> **DOCUMENT EXCERPT**:
------------------------------------------------------------------------

Beside the crag, the heath was very deep: when I lay down my feet were buried in it; rising high on each side, it left only a narrow space for the night-air to invade. I folded my shawl double, and spread it over me for a coverlet; a low, mossy swell was my pillow.

Jane sleeps outdoors, as one does

Look, hunger sucks. Poverty sucks. Sleeping outside sucks when one does it from lack of choice. But … leaving to one side the complete lack of knowledge shown of actual poverty and hunger and living bereft of all comfort, I still have to ask: Why didn’t she save a single damn shilling? If she can negotiate a price of two-thirds the going rate, why not try for 60%? Heck, try for 50%. Was she so hopeful that her lost locket and ring would fetch her enough to keep her in bed and board for weeks to come that she felt she could afford to rid herself of her entire supply of actual cash? Sigh.

Anyway….

And yet….

Who am I to gainsay the ‘plain Jane’ readers of romance their delight? Their fantasy? If lying sailors can have their wish fulfillment of a faithful wife back home while they are out catting around, as Kenneth Rexroth reimagined Homer’s tale of Odysseus, why then should not ‘unhandsome’ women with no prospects be given what they want in fictional form? Of course, since Charlotte Brontë is writing in the mid-19th Century, and since this is the naissance of romance, the climax of the genre is marriage and a kid, as opposed to modern romance, where the climax is (one presumes) an actual climax.

------------------------------------------------------------------------

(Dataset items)
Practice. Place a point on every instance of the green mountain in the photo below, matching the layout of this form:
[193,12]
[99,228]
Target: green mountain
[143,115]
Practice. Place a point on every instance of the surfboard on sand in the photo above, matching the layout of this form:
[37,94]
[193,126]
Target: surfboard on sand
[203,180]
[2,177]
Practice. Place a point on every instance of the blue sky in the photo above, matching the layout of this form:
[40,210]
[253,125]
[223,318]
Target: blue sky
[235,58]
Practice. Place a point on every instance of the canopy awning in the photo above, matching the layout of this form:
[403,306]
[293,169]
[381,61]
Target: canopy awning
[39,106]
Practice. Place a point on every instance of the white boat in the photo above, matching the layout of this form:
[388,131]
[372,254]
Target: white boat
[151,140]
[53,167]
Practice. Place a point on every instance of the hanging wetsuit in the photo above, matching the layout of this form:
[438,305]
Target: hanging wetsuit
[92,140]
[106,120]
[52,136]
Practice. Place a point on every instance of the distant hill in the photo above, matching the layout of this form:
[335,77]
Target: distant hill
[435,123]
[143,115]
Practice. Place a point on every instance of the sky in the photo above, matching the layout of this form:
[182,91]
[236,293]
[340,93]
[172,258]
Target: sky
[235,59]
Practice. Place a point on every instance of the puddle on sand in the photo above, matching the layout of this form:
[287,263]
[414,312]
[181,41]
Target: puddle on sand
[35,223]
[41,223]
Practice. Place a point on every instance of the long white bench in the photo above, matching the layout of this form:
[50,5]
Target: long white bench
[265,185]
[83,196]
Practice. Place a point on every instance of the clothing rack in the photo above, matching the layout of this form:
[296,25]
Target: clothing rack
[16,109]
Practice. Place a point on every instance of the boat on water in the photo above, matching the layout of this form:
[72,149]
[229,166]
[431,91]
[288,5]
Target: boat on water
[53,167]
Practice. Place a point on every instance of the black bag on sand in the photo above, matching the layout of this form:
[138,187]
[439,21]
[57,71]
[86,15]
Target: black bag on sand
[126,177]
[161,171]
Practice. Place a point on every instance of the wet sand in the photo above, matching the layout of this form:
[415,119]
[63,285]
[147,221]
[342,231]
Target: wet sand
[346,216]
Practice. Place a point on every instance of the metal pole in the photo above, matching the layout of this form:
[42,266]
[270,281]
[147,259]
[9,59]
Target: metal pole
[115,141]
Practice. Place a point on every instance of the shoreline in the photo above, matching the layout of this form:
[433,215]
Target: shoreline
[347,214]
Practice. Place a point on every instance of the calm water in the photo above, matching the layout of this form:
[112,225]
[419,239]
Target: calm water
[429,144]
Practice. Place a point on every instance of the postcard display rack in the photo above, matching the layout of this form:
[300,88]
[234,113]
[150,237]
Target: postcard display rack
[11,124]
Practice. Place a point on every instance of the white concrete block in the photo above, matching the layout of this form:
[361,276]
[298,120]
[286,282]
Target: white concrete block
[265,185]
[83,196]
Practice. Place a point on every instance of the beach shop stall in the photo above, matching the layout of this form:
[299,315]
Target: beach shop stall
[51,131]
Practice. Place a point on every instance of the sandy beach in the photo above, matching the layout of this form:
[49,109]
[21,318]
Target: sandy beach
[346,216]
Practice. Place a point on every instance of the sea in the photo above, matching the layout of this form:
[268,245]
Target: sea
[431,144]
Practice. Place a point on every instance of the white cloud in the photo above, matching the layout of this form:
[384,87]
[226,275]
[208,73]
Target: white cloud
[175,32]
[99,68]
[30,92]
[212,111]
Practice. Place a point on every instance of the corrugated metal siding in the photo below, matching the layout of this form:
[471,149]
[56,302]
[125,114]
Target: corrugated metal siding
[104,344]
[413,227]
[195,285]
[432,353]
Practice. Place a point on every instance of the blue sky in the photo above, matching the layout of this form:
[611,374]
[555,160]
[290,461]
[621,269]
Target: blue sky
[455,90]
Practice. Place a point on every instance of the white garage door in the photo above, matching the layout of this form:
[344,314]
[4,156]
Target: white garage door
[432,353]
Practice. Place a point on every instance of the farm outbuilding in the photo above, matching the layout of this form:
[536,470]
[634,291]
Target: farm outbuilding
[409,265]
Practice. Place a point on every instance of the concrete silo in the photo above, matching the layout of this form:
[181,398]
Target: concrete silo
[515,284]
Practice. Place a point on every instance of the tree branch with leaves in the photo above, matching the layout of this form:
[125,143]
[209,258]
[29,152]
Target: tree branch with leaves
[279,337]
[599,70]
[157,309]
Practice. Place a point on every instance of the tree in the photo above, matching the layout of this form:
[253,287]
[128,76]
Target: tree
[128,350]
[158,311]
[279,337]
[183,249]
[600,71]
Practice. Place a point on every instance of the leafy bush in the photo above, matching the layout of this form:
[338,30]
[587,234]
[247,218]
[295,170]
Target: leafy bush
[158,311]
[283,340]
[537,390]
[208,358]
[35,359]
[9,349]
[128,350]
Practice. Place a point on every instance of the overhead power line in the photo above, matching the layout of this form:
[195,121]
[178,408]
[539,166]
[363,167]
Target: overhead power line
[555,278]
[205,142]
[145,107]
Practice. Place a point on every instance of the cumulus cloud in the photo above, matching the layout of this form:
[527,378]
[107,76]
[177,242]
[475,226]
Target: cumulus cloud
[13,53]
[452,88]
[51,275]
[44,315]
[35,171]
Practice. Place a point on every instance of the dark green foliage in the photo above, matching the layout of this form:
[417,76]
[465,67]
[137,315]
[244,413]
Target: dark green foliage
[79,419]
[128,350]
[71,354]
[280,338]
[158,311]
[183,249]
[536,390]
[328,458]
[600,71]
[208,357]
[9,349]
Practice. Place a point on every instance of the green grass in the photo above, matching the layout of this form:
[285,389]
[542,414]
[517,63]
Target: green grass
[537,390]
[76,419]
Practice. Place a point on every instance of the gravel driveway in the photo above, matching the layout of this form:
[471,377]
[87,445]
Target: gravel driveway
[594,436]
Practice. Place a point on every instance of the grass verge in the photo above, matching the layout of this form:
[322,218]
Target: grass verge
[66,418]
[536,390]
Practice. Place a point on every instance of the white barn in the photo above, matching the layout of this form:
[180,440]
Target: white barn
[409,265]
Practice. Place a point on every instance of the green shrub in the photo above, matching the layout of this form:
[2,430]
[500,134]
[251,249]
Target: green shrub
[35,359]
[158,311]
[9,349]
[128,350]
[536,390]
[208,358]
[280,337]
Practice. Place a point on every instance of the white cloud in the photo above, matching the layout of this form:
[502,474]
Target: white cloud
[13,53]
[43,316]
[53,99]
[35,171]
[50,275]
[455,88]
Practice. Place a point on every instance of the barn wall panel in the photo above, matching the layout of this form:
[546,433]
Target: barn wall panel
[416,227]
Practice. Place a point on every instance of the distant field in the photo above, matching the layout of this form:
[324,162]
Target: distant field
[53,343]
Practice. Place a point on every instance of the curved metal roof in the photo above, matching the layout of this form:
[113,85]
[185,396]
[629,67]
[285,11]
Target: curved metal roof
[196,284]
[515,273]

------------------------------------------------------------------------

> **TASKS TO CARRY OUT**:
1 – In the commentary on Jane sleeping outdoors, whose reimagining of Homer's tale of Odysseus is mentioned?
2 – Quote the stretch of the commentary on Jane sleeping outdoors from "Look, hunger sucks." through "actual cash? Sigh.".
The records have no connection to the commentary on Jane sleeping outdoors.

> **RESULTS FOR THE EXERCISE**:
1 – Kenneth Rexroth's

2 –
Look, hunger sucks. Poverty sucks. Sleeping outside sucks when one does it from lack of choice. But … leaving to one side the complete lack of knowledge shown of actual poverty and hunger and living bereft of all comfort, I still have to ask: Why didn’t she save a single damn shilling? If she can negotiate a price of two-thirds the going rate, why not try for 60%? Heck, try for 50%. Was she so hopeful that her lost locket and ring would fetch her enough to keep her in bed and board for weeks to come that she felt she could afford to rid herself of her entire supply of actual cash? Sigh.